Count the lines in the rows below that contain the string "silver", treating uppercase and lowercase letters as different. Reply with that number alone.
** Start of Input for this task **
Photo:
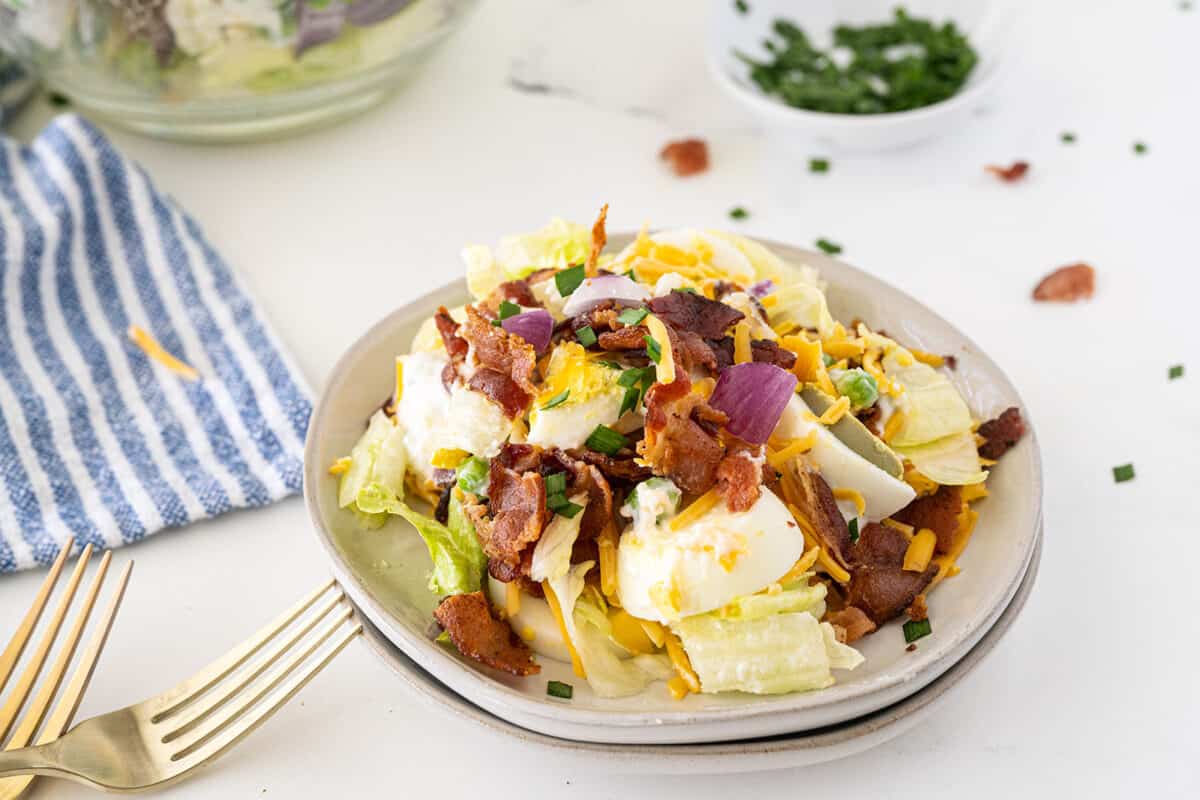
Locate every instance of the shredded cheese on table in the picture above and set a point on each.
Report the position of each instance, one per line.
(156, 352)
(699, 507)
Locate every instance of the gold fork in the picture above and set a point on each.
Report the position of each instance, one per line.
(24, 728)
(160, 740)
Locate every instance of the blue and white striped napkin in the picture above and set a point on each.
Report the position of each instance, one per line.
(97, 441)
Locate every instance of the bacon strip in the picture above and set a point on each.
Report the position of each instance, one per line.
(478, 635)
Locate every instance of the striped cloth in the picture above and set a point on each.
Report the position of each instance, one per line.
(97, 441)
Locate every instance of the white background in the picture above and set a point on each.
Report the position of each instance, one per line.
(1093, 692)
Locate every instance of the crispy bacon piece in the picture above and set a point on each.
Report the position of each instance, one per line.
(599, 239)
(516, 521)
(852, 623)
(1012, 173)
(687, 311)
(739, 475)
(685, 156)
(478, 635)
(456, 346)
(939, 512)
(879, 583)
(1002, 433)
(1067, 284)
(675, 444)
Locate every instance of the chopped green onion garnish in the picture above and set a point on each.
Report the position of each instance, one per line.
(916, 630)
(557, 400)
(586, 336)
(633, 316)
(833, 248)
(606, 440)
(559, 690)
(556, 483)
(653, 349)
(569, 280)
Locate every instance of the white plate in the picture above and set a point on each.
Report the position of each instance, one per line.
(385, 571)
(779, 752)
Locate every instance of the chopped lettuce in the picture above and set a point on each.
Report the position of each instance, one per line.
(951, 461)
(767, 655)
(376, 476)
(933, 408)
(459, 560)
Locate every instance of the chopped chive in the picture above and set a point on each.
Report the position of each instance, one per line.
(829, 247)
(916, 630)
(569, 280)
(556, 483)
(557, 400)
(559, 690)
(653, 348)
(586, 336)
(633, 316)
(606, 440)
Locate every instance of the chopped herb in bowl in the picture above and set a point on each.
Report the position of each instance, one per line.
(894, 66)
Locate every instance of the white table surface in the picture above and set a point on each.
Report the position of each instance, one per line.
(1092, 693)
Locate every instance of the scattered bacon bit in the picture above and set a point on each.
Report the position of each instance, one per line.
(676, 445)
(478, 635)
(599, 239)
(1013, 173)
(1067, 284)
(939, 512)
(1001, 433)
(739, 475)
(687, 156)
(852, 623)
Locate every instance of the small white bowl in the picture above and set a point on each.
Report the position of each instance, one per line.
(985, 23)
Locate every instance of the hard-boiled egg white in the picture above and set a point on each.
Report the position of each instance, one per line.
(438, 420)
(665, 575)
(841, 467)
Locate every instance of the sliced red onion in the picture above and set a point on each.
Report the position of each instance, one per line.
(369, 12)
(754, 397)
(534, 326)
(595, 290)
(761, 289)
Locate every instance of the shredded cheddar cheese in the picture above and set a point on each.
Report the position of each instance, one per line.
(699, 507)
(665, 367)
(855, 497)
(835, 411)
(742, 350)
(445, 458)
(156, 352)
(557, 611)
(921, 551)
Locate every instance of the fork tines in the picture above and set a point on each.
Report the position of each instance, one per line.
(27, 717)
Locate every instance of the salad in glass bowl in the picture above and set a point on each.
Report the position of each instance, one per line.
(220, 70)
(669, 464)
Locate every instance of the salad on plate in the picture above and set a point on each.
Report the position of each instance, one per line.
(670, 463)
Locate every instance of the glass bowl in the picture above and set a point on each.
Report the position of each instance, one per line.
(226, 70)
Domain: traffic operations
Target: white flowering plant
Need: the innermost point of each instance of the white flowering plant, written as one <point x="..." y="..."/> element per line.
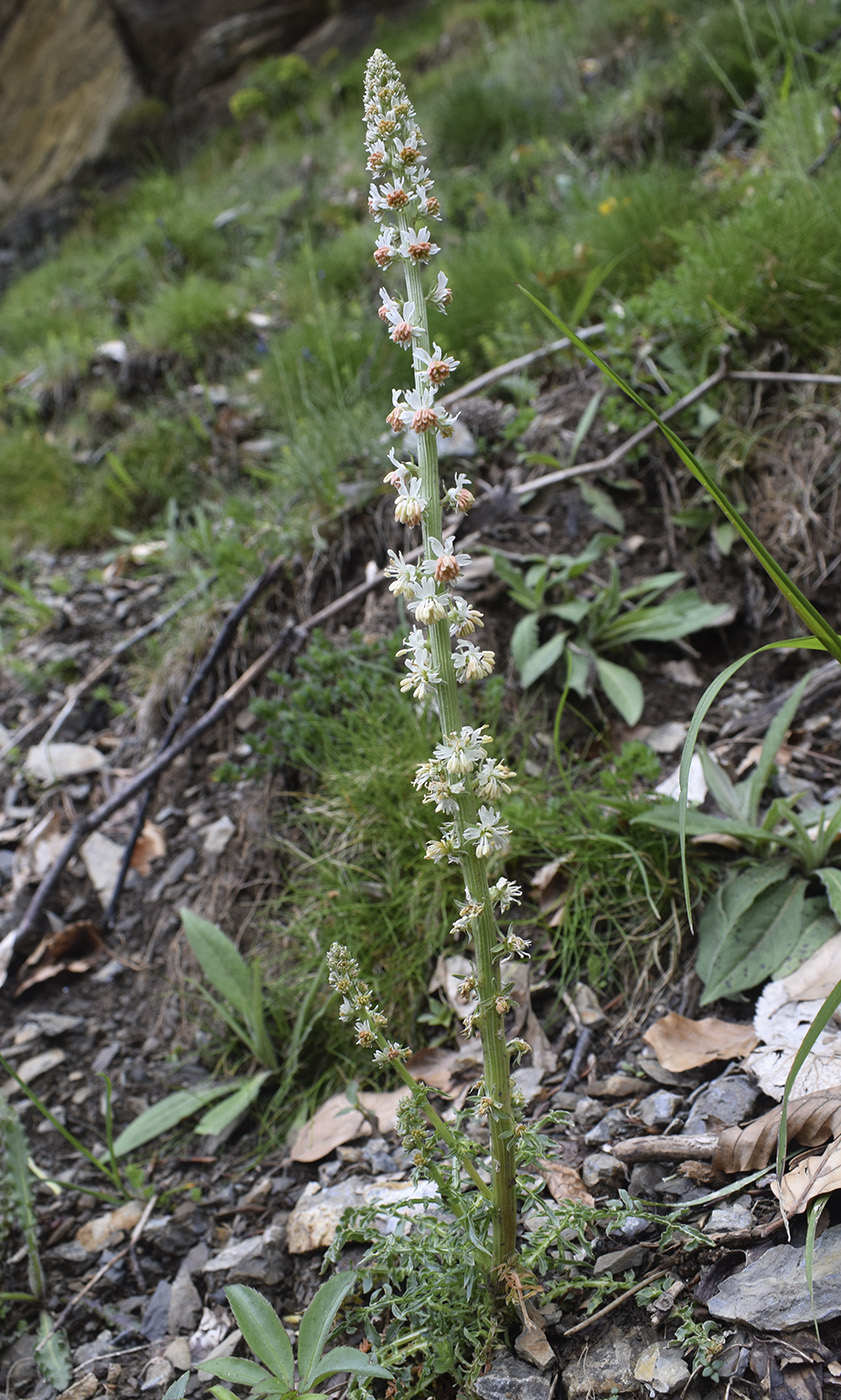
<point x="461" y="779"/>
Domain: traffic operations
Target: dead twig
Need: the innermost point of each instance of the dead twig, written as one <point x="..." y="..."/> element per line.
<point x="522" y="361"/>
<point x="602" y="464"/>
<point x="93" y="821"/>
<point x="220" y="646"/>
<point x="97" y="672"/>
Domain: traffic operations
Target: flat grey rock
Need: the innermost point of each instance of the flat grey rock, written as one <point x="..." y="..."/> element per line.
<point x="512" y="1379"/>
<point x="773" y="1291"/>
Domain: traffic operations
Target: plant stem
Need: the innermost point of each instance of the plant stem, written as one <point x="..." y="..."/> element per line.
<point x="497" y="1071"/>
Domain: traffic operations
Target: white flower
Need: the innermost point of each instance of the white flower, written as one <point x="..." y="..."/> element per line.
<point x="419" y="247"/>
<point x="458" y="497"/>
<point x="410" y="503"/>
<point x="441" y="294"/>
<point x="428" y="605"/>
<point x="437" y="366"/>
<point x="406" y="577"/>
<point x="463" y="618"/>
<point x="444" y="566"/>
<point x="505" y="893"/>
<point x="490" y="780"/>
<point x="489" y="835"/>
<point x="472" y="664"/>
<point x="399" y="318"/>
<point x="461" y="752"/>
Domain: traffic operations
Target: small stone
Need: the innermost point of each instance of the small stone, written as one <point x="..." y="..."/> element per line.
<point x="533" y="1348"/>
<point x="588" y="1112"/>
<point x="510" y="1378"/>
<point x="178" y="1353"/>
<point x="603" y="1368"/>
<point x="157" y="1374"/>
<point x="619" y="1260"/>
<point x="726" y="1218"/>
<point x="662" y="1368"/>
<point x="771" y="1291"/>
<point x="612" y="1126"/>
<point x="724" y="1103"/>
<point x="658" y="1108"/>
<point x="602" y="1169"/>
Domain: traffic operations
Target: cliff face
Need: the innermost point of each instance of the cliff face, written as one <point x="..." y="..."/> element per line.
<point x="65" y="77"/>
<point x="70" y="69"/>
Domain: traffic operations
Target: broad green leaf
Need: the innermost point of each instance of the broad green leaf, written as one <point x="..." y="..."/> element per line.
<point x="817" y="1026"/>
<point x="263" y="1332"/>
<point x="52" y="1354"/>
<point x="167" y="1113"/>
<point x="234" y="1368"/>
<point x="806" y="611"/>
<point x="622" y="688"/>
<point x="525" y="640"/>
<point x="347" y="1358"/>
<point x="691" y="738"/>
<point x="316" y="1325"/>
<point x="221" y="963"/>
<point x="817" y="924"/>
<point x="217" y="1119"/>
<point x="757" y="944"/>
<point x="666" y="622"/>
<point x="731" y="900"/>
<point x="830" y="879"/>
<point x="543" y="660"/>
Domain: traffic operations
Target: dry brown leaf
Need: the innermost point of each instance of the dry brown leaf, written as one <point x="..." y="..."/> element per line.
<point x="684" y="1045"/>
<point x="812" y="1120"/>
<point x="336" y="1122"/>
<point x="564" y="1183"/>
<point x="149" y="847"/>
<point x="812" y="1176"/>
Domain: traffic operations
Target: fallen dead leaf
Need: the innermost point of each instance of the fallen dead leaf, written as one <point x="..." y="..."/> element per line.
<point x="812" y="1120"/>
<point x="52" y="762"/>
<point x="149" y="847"/>
<point x="564" y="1183"/>
<point x="94" y="1234"/>
<point x="337" y="1122"/>
<point x="680" y="1043"/>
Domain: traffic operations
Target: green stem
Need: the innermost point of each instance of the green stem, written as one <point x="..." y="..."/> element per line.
<point x="497" y="1070"/>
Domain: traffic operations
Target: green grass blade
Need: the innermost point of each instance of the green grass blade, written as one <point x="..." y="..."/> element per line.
<point x="220" y="962"/>
<point x="822" y="1019"/>
<point x="806" y="612"/>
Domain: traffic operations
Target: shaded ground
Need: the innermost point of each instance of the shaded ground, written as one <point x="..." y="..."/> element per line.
<point x="122" y="1007"/>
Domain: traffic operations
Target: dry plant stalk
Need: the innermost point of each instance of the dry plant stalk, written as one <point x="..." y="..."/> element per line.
<point x="461" y="779"/>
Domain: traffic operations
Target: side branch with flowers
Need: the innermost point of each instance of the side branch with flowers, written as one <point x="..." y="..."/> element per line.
<point x="462" y="780"/>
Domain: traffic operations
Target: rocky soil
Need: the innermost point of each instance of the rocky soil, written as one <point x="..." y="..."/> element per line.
<point x="93" y="991"/>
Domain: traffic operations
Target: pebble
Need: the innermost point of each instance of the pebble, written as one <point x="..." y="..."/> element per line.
<point x="617" y="1260"/>
<point x="659" y="1108"/>
<point x="602" y="1169"/>
<point x="771" y="1291"/>
<point x="661" y="1368"/>
<point x="722" y="1103"/>
<point x="510" y="1378"/>
<point x="613" y="1124"/>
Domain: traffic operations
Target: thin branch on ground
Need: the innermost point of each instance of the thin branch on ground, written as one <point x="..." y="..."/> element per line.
<point x="522" y="361"/>
<point x="602" y="464"/>
<point x="95" y="674"/>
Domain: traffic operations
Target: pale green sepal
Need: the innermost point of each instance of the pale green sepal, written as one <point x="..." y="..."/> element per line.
<point x="218" y="1117"/>
<point x="622" y="688"/>
<point x="263" y="1332"/>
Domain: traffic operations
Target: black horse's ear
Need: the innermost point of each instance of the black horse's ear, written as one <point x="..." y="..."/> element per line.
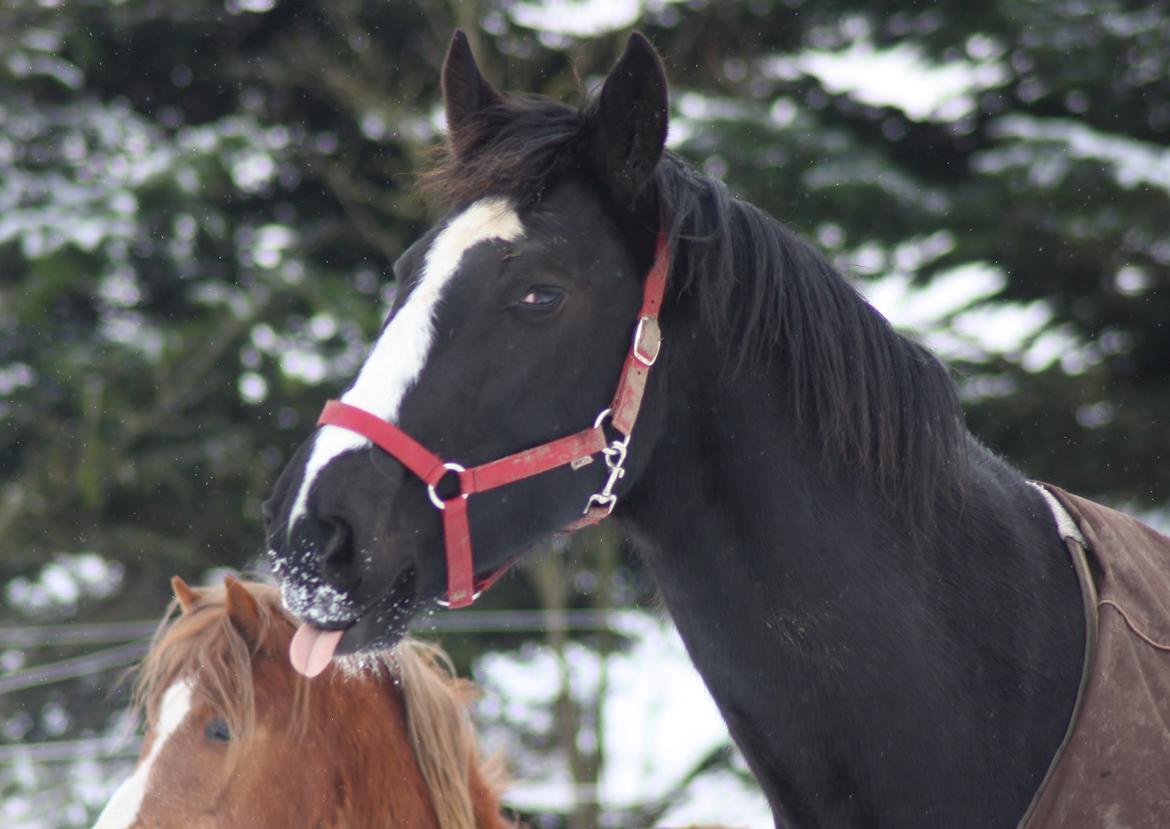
<point x="465" y="91"/>
<point x="630" y="119"/>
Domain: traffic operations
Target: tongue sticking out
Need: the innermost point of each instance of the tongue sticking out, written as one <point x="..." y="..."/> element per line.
<point x="312" y="648"/>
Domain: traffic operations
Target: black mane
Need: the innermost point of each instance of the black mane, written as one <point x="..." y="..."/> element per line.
<point x="873" y="399"/>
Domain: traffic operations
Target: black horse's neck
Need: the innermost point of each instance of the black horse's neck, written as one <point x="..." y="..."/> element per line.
<point x="874" y="672"/>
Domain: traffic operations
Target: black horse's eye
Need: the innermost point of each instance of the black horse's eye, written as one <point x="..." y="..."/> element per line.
<point x="542" y="297"/>
<point x="218" y="730"/>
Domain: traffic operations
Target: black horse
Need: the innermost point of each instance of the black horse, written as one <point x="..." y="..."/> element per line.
<point x="881" y="608"/>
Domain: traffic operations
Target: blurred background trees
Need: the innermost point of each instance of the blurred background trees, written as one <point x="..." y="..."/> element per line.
<point x="200" y="202"/>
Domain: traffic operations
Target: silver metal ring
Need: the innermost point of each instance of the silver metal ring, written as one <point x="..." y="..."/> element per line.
<point x="445" y="602"/>
<point x="431" y="488"/>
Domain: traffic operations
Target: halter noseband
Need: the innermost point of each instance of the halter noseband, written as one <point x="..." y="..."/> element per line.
<point x="575" y="450"/>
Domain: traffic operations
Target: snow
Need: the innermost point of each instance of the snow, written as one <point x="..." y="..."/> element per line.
<point x="659" y="724"/>
<point x="900" y="76"/>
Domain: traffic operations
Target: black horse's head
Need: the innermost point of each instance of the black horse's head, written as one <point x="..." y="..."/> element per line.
<point x="510" y="329"/>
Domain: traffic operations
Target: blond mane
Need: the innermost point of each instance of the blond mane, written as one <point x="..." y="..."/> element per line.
<point x="202" y="638"/>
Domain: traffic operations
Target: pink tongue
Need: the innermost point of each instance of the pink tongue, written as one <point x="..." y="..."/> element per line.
<point x="312" y="648"/>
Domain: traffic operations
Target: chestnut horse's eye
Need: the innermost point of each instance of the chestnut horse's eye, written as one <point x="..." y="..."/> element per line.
<point x="218" y="730"/>
<point x="542" y="297"/>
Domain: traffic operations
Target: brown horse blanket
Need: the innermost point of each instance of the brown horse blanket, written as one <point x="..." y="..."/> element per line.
<point x="1113" y="769"/>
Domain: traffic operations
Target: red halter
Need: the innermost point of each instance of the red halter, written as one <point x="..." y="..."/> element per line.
<point x="575" y="450"/>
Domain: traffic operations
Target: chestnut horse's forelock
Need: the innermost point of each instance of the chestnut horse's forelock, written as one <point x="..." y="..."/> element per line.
<point x="205" y="642"/>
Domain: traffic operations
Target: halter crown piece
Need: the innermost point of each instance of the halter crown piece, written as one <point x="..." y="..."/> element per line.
<point x="573" y="450"/>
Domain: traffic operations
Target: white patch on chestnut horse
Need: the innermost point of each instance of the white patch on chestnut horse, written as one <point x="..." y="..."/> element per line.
<point x="122" y="810"/>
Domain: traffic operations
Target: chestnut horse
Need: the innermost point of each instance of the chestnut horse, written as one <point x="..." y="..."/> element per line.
<point x="236" y="738"/>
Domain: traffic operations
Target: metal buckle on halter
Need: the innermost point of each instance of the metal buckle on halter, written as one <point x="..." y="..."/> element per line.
<point x="616" y="460"/>
<point x="431" y="488"/>
<point x="647" y="353"/>
<point x="446" y="602"/>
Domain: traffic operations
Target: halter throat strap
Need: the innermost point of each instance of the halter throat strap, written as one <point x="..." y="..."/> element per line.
<point x="573" y="450"/>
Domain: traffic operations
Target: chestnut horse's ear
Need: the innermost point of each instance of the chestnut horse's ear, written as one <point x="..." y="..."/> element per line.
<point x="465" y="91"/>
<point x="184" y="593"/>
<point x="630" y="119"/>
<point x="242" y="609"/>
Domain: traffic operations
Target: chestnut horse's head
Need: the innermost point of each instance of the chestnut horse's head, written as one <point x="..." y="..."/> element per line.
<point x="235" y="738"/>
<point x="510" y="329"/>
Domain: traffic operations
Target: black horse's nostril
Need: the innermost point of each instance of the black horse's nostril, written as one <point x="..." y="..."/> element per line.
<point x="338" y="550"/>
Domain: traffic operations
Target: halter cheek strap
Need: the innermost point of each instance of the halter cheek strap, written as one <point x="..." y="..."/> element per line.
<point x="575" y="450"/>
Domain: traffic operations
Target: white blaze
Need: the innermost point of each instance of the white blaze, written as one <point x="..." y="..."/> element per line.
<point x="122" y="810"/>
<point x="398" y="357"/>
** End of Input for this task **
# Written reply
2